Content starts
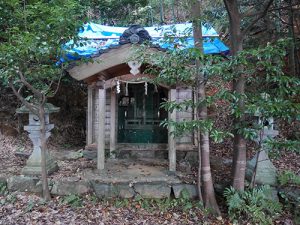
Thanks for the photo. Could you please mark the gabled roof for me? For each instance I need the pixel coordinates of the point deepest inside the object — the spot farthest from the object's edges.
(97, 39)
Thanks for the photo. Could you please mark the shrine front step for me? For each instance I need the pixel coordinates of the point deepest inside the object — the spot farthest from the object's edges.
(139, 150)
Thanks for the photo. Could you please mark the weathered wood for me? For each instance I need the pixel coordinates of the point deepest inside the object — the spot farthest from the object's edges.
(112, 141)
(101, 130)
(171, 137)
(90, 116)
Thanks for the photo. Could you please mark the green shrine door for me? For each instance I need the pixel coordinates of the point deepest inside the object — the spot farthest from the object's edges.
(140, 115)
Content ends
Exercise:
Quote every line from the line containing "Thanks for the photo. Could you please mark the weathered" through the closing line of the listing, including both.

Final answer:
Thanks for the photo. Could you please mark the weathered wood for me? For each instance I need the pixel coordinates of the point deepest inside the object — the spot farthest from the object's edges.
(112, 141)
(101, 130)
(171, 137)
(90, 116)
Thanks for the photo. Could you please mark the green shrine door for me? For each instance I need the pixel coordinates of the point deepest inside the object — the spot farthest from the object's edges.
(140, 115)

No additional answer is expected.